Given text —
▶

Showing a bit of wear and tear after his seven-year hiatus from the big screen as leading man, Motoki is perfectly poised to play Sachio Kinugasa, a has-been author who clings to his waning fame as a fixture on TV chat shows. He’s first seen being snappish to his hairstylist wife Natsuko (Eri Fukatsu), as she patiently cuts his hair. Sachio can hardly wait for her to take off on ski holiday with high school bestie Yuko before he is making whoopee with his editor (Haru Kuroki).

When news reaches him that a coach has crashed into a lake, killing both Natsuko and Yuko, he hastily arranges her cremation near the accident site. At the funeral, he waxes sorrowful in a scripted speech, but is unable to shed tears on cue for the paparazzi. His obsessive net-surfing for media reports on his bereavement shows he only cares about his celebrity image. In stark contrast to Sachio’s strained affectation of grief, Yuko’s husband Yoichi Omiya (Pistol Takehara) is utterly devastated.

Unable to shake off Yoichi’s one-sided friendliness and embarrassing outpourings of misery, he awkwardly condescends to socialize with the Omiyas. Sachio offers to babysit his two young tykes, grade-schooler Shinpei (Kenshin Fujita) and preschool-aged Akari (Tamaki Shiratori) a few times a week while Yoichi is on his truck-driving shifts. Whether he volunteers out of boredom or plans to use them as creative fodder, Nishikawa keeps Sachio’s motives obscure. And yet, Sachio clearly takes to the caregiving role, and the tykes brighten up in his presence. Scenes of simple activities like watching a childish cartoon with Akari, or picking up Shinpei after he finishes cram school brim with a charmingly offhand joy.

◀

Natural-language object grounding data

▶

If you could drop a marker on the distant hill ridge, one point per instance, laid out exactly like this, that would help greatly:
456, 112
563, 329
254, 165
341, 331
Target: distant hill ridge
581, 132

◀

Assignment 1 —
Answer these questions using the film review above the entries:
(a) What is Natsuko's profession?
(b) How did Natsuko and Yuko die?
(c) What work does Yoichi do while Sachio babysits his children?
Assignment 2 —
Write the next part of the review about Sachio Kinugasa, continuing after its final sentence.

Task response 1 —
(a) She is a hairstylist.
(b) They were killed when a coach crashed into a lake.
(c) He works shifts driving a truck.

Task response 2 —
Yet, just when the film seems to settle into heartwarming mode, it turns round for a harsh reality check. Sachio is jerked out of the escapist comfort his surrogate family provides when his manager Kinoshita (Sosuke Ikematsu, reeking cynicism) tells him, “Children are a great way for men to indulge themselves. … They make me forget what an asshole I am.” Likewise, Yuki’s death opens up cracks that already exist in the Omiya family. For all of Yoichi’s salt-of-the-earth virtues, he’s also childishly inept while the precocious, sensitive Shinpei is capable of coldly cutting adults down to size. As it turns out, it doesn’t take much for dynamics to shift in the protagonists’ ad hoc ties.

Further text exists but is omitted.